→ **Task prompt**: Only the lines from the one holding "Target: green vegetation" to the end of the data should be echoed, exactly as they appear, minus the pictures.

Location labeling records:
▬▬▬▬▬▬▬▬▬▬

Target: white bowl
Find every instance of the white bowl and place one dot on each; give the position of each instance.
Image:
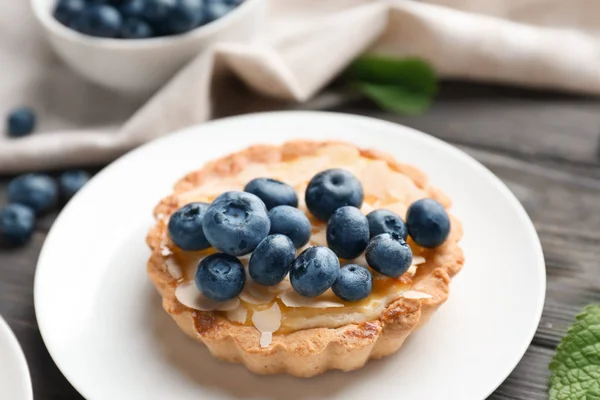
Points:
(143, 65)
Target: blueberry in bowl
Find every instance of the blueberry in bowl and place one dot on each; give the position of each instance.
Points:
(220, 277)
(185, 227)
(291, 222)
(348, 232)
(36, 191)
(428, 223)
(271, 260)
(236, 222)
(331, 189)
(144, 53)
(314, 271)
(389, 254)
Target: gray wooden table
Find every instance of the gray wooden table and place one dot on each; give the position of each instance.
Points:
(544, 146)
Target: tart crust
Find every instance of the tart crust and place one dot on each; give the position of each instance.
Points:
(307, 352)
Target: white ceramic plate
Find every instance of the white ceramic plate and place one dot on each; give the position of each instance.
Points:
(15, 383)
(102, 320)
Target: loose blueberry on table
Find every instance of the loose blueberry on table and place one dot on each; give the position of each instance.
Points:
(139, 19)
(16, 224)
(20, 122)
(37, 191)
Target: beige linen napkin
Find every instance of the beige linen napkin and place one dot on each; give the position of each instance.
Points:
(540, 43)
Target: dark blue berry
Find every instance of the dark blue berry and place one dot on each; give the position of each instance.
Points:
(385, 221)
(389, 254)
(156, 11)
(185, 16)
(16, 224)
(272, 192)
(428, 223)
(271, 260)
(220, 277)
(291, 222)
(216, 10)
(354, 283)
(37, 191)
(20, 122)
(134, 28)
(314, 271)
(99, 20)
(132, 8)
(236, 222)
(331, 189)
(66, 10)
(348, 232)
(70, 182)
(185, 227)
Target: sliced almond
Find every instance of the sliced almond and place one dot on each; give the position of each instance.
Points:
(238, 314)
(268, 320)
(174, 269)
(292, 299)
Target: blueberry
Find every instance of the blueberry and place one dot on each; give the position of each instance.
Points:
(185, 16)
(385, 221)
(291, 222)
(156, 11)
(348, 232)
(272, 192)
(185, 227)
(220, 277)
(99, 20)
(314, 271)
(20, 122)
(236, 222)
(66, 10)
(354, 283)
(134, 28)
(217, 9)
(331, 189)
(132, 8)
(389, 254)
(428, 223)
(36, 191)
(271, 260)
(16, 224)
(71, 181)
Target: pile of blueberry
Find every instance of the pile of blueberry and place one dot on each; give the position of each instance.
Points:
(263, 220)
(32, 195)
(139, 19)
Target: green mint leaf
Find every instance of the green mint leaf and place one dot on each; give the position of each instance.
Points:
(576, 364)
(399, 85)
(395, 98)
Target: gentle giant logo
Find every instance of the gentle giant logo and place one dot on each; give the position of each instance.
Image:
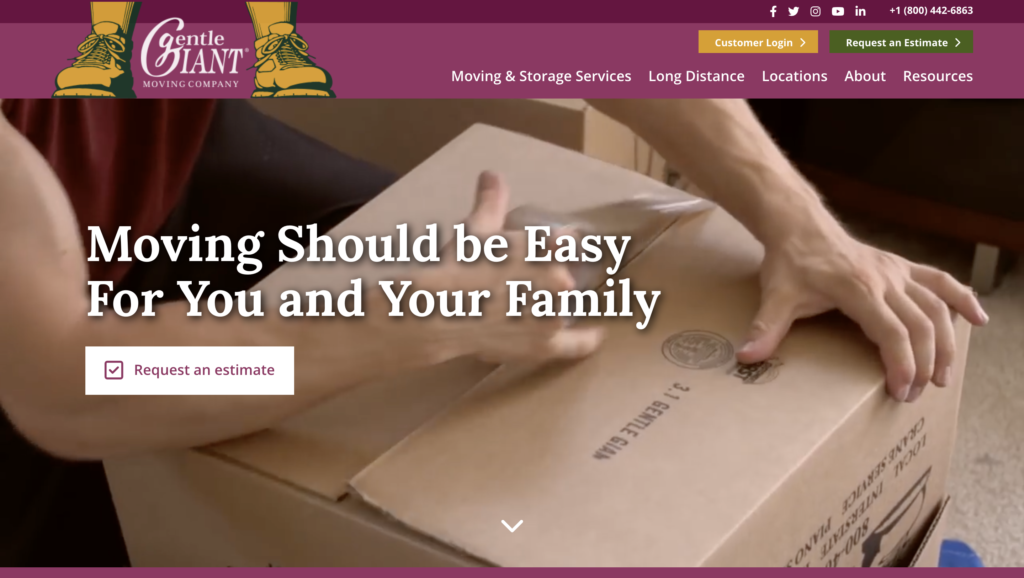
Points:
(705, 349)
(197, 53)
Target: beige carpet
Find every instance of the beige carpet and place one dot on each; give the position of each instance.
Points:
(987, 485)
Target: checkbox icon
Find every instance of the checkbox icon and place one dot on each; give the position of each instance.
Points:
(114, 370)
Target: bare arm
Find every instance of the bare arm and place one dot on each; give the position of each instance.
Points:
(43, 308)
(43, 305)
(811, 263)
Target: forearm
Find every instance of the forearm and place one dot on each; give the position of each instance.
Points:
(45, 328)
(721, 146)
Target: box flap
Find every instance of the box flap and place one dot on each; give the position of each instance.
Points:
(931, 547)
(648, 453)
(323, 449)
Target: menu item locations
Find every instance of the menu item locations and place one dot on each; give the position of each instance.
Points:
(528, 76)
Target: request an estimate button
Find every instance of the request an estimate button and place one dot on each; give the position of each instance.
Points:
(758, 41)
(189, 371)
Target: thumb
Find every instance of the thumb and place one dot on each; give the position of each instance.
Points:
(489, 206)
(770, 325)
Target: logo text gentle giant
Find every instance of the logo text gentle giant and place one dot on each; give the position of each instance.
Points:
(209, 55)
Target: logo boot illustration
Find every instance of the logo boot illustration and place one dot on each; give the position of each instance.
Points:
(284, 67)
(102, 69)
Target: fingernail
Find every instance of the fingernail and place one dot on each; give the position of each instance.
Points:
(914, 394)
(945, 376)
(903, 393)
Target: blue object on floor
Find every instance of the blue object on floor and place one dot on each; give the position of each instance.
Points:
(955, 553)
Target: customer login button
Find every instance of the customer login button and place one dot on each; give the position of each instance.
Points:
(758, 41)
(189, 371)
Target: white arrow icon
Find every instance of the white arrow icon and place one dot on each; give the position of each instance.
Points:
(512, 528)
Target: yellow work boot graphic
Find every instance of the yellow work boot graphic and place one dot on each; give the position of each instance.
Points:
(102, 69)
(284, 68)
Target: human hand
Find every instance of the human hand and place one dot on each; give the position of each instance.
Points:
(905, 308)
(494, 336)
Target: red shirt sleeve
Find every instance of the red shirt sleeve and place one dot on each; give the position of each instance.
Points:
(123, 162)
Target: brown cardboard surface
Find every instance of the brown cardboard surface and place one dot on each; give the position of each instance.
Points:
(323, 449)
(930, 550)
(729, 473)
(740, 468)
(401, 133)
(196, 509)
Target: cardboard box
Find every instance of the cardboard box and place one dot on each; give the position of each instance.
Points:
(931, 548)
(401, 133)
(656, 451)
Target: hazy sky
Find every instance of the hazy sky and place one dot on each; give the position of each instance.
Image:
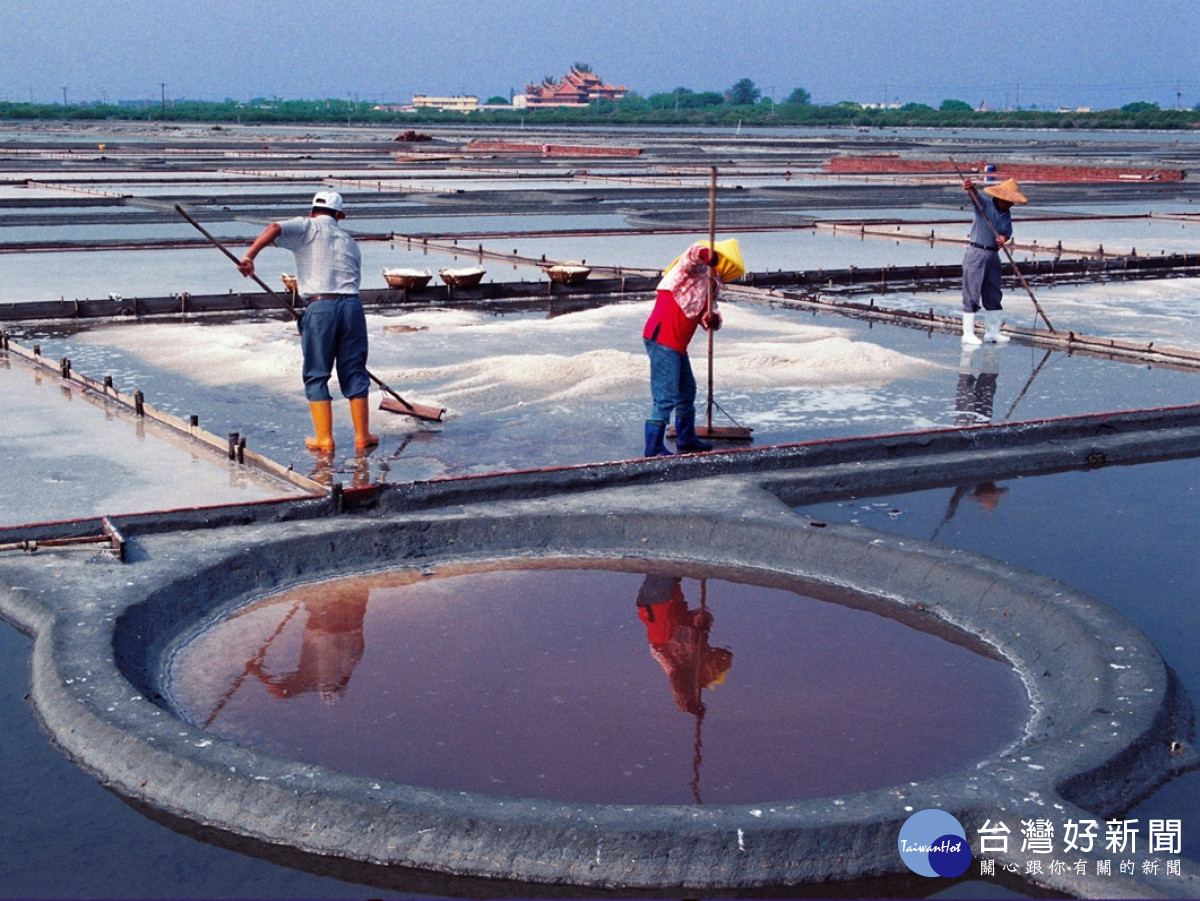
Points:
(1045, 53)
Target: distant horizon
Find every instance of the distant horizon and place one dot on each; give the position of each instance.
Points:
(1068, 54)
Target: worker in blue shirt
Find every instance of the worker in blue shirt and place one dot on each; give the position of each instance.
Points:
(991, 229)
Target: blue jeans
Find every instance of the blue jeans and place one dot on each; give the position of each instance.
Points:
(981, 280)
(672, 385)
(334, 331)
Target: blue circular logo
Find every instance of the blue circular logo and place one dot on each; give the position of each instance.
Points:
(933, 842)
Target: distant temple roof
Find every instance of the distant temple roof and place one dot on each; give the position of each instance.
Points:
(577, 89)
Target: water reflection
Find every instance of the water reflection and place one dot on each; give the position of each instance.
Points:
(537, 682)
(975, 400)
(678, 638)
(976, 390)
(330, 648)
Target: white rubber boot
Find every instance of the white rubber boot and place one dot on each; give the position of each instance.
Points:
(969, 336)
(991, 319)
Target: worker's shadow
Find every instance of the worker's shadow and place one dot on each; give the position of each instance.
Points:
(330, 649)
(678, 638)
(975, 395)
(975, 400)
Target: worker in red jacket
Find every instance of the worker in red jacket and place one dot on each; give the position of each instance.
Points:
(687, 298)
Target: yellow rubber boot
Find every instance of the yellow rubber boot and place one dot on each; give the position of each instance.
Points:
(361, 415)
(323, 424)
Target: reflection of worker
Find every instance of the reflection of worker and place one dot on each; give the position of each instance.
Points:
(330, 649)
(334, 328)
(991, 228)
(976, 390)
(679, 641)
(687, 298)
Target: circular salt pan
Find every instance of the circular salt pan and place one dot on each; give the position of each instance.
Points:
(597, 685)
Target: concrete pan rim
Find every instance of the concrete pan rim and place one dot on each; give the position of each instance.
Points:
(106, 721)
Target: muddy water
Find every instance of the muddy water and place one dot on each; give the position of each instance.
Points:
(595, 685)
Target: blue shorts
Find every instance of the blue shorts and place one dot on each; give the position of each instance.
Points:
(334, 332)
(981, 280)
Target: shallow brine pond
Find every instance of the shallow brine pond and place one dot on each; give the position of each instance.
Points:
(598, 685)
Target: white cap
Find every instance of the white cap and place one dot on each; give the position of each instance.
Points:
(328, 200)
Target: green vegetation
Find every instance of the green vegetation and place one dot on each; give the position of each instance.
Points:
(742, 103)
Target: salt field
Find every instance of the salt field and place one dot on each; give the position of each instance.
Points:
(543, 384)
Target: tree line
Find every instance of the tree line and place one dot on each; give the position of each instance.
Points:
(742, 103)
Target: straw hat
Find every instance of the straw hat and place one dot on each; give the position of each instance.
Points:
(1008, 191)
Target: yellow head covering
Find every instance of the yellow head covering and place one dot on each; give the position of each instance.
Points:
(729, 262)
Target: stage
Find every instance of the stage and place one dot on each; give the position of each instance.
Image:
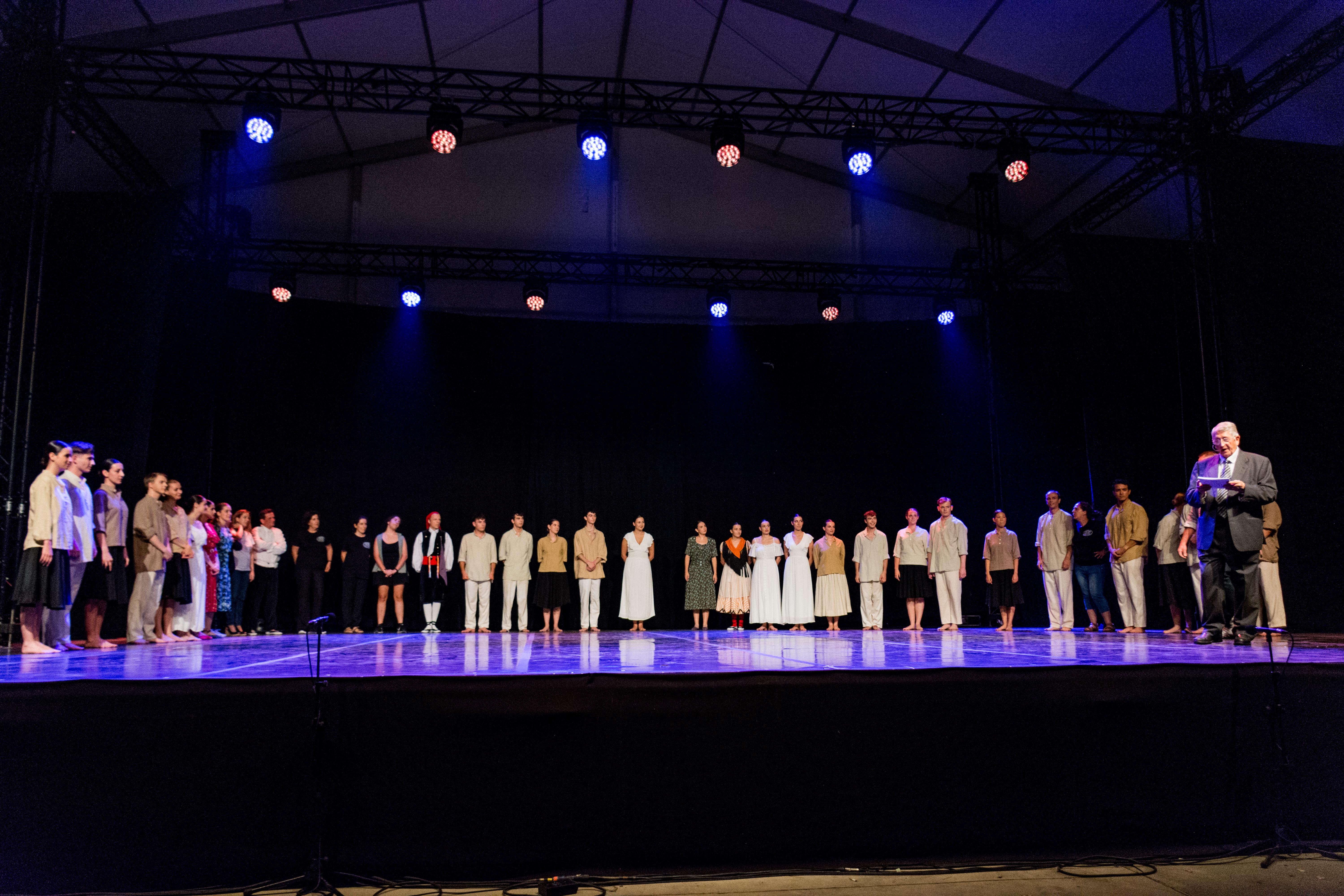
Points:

▬▬▬▬▬▬▬▬▬▬

→ **Solution for this task**:
Target: green vegetation
Find every instance of the green vegetation and place one dot on each; give the position of each instance.
Points:
(742, 103)
Target: salt field
Find every instance of the salt field and place one dot on each; give the position of each instance.
Points:
(543, 384)
Target: tree line
Find every instance of the tree line and place one dot on each; give the position of each instance.
Points:
(742, 103)
Target: straw hat
Find every instance of the straw hat and place one dot on each; give the position of each instance.
Points:
(1008, 191)
Target: yellow head covering
Find every instance of the yellow head covering and place one dot on each; give the position of each instance.
Points:
(729, 262)
Target: stage
Find every instance of the stage and place one dot on each; give the position of each instance.
Image:
Points:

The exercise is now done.